But election day ended without the widespread protests seen during October’s presidential elections, when voters were able to rub off ink marks on fingers that were supposed to prevent multiple voting.

“I have been relieved at the [low] level of problems we have had today,” Erben said.

In Ghazni, 75 miles southwest of the capital, Kabul, candidate Khan Badshah Khan, 68, said Afghans took the risk and defied Taliban threats as a patriotic duty.

“The Taliban are everywhere around here, but the people of Ghazni are brave,” he said while visiting a polling station where voters cast ballots under trees behind cardboard screens. “We are ready to die for our country.”

U.S. and Afghan forces detained three suspected insurgents Sunday in Ghazni and neighboring Wardak province.

Three days earlier, a roadside bomb in Ghazni had exploded next to a U.S. military vehicle, killing an Afghan interpreter and wounding two U.S. troops. They were patrolling for insurgents trying to disrupt the election.


The Afghan Interior Ministry said security forces had prevented a car bomb plot in Ghazni on the eve of the election. But there were no reports of significant incidents in the province Sunday, police said.

Afghanistan has been at war for the last 25 years, and more than 1,100 people have died in a stubborn insurgency this year. The 2005 toll includes at least 51 U.S. combat deaths. Suspected Taliban militants killed at least seven candidates and four election workers in the weeks before the vote.

More than 70,000 Afghan police officers and soldiers and about 30,000 foreign troops were able to limit violence to a few incidents, a significant victory against resurgent Taliban fighters and their extremist allies. This has been the deadliest year for U.S. combat forces in Afghanistan since the Taliban regime was removed in late 2001.

A French soldier was killed and another seriously wounded by a land mine blast Saturday in southern Afghanistan, the French Defense Ministry said.

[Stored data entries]

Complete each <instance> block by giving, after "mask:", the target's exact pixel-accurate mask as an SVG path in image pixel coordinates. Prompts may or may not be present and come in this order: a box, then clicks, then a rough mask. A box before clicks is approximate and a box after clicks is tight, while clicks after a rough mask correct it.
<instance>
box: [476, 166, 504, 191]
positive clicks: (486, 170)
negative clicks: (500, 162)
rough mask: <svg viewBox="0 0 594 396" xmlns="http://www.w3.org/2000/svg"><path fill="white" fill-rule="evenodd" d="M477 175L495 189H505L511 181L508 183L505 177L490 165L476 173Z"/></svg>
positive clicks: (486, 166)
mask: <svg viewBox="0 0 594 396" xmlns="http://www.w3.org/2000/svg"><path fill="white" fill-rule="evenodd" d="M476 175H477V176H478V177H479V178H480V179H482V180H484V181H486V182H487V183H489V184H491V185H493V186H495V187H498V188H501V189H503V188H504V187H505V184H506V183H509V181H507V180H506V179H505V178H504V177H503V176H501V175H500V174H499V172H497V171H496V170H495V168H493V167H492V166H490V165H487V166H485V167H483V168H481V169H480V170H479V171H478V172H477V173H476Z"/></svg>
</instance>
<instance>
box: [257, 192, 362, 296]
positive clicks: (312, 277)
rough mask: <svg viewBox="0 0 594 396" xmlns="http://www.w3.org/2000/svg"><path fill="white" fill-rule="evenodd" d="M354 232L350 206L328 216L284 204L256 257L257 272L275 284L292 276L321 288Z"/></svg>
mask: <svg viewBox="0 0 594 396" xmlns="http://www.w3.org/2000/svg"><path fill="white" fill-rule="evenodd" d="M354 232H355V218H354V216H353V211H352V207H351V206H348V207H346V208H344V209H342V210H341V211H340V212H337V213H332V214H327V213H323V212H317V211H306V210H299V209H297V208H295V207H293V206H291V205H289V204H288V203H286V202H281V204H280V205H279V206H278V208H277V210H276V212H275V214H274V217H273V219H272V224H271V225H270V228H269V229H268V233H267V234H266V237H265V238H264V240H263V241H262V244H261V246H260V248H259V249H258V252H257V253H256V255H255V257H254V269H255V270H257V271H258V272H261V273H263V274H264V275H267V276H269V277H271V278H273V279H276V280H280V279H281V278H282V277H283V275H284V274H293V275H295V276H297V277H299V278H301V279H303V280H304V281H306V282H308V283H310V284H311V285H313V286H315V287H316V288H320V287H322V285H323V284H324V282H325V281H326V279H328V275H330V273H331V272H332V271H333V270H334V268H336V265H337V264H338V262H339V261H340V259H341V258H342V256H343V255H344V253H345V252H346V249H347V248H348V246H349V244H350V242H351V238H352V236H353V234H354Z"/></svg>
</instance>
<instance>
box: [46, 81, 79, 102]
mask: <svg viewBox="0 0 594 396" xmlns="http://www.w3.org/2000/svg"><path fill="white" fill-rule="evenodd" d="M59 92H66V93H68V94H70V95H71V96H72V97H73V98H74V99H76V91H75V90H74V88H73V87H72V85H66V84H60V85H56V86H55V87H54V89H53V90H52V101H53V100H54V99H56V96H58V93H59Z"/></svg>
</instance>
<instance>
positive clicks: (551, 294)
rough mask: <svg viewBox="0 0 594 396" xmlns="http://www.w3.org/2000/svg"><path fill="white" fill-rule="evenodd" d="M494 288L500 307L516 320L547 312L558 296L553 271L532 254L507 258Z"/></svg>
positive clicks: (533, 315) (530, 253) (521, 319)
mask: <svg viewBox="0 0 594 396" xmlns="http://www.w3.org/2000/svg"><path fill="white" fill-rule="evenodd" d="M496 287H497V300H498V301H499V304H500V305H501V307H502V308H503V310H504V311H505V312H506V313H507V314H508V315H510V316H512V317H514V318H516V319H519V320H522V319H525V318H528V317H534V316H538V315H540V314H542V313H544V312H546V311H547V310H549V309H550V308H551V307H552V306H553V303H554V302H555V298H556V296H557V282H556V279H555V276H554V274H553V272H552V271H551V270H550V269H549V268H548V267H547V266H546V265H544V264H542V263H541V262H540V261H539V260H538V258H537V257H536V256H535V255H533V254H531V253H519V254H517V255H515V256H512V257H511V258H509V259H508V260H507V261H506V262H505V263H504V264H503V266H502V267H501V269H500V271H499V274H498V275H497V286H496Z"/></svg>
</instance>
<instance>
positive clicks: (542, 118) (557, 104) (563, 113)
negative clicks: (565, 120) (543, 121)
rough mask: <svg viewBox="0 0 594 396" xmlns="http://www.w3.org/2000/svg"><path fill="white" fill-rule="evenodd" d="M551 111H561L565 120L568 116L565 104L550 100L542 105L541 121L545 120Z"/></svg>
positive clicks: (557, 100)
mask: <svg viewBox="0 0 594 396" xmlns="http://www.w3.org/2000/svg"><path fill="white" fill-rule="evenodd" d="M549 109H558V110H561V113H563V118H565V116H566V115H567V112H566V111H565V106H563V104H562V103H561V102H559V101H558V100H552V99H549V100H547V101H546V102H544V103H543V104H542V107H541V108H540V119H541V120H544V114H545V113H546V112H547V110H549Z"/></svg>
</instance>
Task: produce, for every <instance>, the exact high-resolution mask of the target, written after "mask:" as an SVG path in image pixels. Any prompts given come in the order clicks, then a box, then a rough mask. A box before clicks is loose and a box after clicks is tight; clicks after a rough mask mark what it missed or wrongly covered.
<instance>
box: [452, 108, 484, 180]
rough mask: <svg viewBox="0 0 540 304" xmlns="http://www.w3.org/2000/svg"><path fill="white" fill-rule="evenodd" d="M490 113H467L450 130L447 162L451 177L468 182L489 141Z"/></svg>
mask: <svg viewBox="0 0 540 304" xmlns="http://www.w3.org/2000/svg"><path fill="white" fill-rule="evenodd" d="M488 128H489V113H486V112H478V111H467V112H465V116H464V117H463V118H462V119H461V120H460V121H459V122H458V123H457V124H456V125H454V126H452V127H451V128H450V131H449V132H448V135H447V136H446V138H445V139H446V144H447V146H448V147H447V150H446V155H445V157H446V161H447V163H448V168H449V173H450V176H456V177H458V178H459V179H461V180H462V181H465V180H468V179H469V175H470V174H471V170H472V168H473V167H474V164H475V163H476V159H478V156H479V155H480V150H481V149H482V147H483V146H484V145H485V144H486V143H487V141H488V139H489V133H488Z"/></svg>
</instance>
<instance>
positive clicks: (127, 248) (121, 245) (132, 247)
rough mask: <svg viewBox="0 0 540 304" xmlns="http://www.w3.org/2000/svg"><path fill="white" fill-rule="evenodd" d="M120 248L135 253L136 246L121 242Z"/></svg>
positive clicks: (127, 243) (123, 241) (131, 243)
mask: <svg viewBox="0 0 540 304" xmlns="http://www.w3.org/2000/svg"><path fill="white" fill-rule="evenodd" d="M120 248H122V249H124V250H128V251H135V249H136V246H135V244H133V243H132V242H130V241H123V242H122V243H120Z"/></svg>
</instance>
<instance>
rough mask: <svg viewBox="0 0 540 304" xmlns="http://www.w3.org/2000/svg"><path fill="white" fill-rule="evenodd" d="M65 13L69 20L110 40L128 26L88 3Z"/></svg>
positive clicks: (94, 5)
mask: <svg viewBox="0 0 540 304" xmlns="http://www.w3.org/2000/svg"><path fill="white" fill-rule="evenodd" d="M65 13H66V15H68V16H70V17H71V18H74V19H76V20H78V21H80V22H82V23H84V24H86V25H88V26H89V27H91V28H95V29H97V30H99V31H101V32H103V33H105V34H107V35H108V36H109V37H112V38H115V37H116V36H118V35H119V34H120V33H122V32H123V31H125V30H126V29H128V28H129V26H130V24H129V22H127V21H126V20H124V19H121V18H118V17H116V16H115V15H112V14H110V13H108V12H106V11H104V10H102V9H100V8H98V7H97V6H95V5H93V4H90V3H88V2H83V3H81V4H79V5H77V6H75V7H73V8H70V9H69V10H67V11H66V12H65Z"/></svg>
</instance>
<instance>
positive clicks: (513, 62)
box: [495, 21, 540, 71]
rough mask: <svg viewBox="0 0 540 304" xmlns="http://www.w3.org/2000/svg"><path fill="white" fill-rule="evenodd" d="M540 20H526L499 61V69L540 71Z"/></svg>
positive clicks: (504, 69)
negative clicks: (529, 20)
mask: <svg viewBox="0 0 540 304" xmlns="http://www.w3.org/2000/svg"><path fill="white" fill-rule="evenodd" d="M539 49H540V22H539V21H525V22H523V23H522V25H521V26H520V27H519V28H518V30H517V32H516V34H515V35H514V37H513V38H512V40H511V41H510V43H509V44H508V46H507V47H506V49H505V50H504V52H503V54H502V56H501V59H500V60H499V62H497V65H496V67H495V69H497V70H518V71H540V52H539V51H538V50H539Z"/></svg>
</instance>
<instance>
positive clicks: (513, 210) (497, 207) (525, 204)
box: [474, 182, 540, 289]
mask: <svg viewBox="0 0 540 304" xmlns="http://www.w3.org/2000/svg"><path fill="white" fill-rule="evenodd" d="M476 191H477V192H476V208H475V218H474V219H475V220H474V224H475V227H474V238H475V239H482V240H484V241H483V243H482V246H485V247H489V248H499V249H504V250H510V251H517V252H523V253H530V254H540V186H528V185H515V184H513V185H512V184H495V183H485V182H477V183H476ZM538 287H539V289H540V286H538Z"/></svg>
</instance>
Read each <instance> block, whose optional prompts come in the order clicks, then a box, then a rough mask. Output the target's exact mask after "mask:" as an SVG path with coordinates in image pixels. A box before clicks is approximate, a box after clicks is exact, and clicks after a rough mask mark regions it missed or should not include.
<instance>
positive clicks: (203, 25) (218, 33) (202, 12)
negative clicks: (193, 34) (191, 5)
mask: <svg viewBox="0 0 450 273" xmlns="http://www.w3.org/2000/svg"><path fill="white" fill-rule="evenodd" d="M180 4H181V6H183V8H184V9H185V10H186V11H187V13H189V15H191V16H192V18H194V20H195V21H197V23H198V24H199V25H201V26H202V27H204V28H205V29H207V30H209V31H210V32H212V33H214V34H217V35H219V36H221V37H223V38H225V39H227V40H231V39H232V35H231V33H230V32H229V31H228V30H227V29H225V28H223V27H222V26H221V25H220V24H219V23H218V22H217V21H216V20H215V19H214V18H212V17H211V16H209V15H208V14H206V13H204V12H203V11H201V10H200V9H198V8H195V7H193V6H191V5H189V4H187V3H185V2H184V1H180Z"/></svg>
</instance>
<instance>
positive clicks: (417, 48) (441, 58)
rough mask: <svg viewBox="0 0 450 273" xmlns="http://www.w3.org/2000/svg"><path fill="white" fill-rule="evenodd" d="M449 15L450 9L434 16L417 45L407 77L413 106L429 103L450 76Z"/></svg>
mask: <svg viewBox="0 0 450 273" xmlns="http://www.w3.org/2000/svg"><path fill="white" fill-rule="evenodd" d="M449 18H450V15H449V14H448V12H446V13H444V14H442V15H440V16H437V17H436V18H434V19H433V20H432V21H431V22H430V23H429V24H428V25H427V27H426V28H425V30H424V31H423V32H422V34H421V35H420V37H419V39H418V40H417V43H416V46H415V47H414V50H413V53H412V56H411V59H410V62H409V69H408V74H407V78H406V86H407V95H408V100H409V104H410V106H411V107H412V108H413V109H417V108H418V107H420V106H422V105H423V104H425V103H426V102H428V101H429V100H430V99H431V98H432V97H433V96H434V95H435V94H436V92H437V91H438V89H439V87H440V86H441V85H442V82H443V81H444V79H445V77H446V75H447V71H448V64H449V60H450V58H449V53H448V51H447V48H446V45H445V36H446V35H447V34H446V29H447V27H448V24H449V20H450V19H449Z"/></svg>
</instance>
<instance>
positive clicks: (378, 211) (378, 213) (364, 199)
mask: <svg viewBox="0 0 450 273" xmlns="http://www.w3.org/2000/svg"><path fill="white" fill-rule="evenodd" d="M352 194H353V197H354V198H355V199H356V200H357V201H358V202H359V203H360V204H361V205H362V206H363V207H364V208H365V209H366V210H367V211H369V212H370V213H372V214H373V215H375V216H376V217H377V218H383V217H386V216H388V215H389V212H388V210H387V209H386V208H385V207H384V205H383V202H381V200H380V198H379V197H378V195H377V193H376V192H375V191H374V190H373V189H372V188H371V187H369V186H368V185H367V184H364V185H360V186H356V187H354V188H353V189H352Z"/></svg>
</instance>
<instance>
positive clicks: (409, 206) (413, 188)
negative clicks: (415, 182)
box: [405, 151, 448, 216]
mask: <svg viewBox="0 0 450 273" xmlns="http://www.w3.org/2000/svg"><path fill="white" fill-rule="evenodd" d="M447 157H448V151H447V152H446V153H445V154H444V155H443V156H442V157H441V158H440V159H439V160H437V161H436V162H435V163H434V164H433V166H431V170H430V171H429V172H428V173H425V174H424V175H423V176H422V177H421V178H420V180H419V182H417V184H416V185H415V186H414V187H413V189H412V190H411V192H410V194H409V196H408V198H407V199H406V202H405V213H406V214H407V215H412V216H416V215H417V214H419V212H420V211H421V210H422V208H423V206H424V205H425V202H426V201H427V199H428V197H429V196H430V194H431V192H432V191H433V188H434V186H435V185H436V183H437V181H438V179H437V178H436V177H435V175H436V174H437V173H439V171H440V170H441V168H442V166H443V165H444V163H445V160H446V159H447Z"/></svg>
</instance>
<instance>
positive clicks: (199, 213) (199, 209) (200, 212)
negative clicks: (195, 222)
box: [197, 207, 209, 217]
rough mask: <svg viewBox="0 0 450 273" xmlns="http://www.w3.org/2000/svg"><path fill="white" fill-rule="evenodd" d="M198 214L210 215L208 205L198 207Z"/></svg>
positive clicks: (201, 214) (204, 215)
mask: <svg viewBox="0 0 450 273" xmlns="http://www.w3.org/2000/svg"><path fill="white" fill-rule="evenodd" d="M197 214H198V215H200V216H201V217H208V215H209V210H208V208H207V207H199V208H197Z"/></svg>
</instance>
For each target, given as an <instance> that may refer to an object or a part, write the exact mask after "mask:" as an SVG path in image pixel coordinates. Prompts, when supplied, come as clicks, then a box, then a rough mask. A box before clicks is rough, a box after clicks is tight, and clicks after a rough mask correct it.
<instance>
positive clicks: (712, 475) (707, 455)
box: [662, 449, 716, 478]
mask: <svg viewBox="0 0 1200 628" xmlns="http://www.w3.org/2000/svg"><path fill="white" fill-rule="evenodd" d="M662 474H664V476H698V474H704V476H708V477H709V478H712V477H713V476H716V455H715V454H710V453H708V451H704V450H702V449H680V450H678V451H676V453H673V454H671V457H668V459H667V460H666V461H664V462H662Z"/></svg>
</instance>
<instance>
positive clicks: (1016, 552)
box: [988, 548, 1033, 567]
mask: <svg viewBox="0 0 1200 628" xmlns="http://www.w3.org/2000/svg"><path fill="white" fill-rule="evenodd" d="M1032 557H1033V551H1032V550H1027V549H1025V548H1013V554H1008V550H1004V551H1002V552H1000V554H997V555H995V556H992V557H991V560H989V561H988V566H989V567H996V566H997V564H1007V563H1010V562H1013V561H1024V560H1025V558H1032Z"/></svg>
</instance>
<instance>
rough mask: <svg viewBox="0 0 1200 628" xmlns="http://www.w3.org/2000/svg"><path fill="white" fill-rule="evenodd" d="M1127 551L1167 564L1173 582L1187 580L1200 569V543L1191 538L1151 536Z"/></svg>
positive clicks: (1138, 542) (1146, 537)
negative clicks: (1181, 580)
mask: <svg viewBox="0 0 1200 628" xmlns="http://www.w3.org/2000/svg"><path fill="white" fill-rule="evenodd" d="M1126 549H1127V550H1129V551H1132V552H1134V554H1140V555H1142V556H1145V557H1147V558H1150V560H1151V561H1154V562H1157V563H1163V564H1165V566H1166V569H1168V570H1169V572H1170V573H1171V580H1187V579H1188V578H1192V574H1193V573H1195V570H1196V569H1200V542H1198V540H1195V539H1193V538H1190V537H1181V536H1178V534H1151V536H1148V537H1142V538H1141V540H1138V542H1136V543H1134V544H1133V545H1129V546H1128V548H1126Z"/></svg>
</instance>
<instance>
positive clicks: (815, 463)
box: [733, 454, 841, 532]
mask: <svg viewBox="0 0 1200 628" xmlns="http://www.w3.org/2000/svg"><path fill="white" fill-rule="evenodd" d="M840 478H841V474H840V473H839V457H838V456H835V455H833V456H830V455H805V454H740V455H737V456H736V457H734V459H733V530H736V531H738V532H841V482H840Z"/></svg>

* [ASSIGNMENT]: Copy out the full news report on election day in Afghanistan, word for word.

* [TASK OUTPUT]:
But election day ended without the widespread protests seen during October’s presidential elections, when voters were able to rub off ink marks on fingers that were supposed to prevent multiple voting.

“I have been relieved at the [low] level of problems we have had today,” Erben said.

In Ghazni, 75 miles southwest of the capital, Kabul, candidate Khan Badshah Khan, 68, said Afghans took the risk and defied Taliban threats as a patriotic duty.

“The Taliban are everywhere around here, but the people of Ghazni are brave,” he said while visiting a polling station where voters cast ballots under trees behind cardboard screens. “We are ready to die for our country.”

U.S. and Afghan forces detained three suspected insurgents Sunday in Ghazni and neighboring Wardak province.

Three days earlier, a roadside bomb in Ghazni had exploded next to a U.S. military vehicle, killing an Afghan interpreter and wounding two U.S. troops. They were patrolling for insurgents trying to disrupt the election.


The Afghan Interior Ministry said security forces had prevented a car bomb plot in Ghazni on the eve of the election. But there were no reports of significant incidents in the province Sunday, police said.

Afghanistan has been at war for the last 25 years, and more than 1,100 people have died in a stubborn insurgency this year. The 2005 toll includes at least 51 U.S. combat deaths. Suspected Taliban militants killed at least seven candidates and four election workers in the weeks before the vote.

More than 70,000 Afghan police officers and soldiers and about 30,000 foreign troops were able to limit violence to a few incidents, a significant victory against resurgent Taliban fighters and their extremist allies. This has been the deadliest year for U.S. combat forces in Afghanistan since the Taliban regime was removed in late 2001.

A French soldier was killed and another seriously wounded by a land mine blast Saturday in southern Afghanistan, the French Defense Ministry said.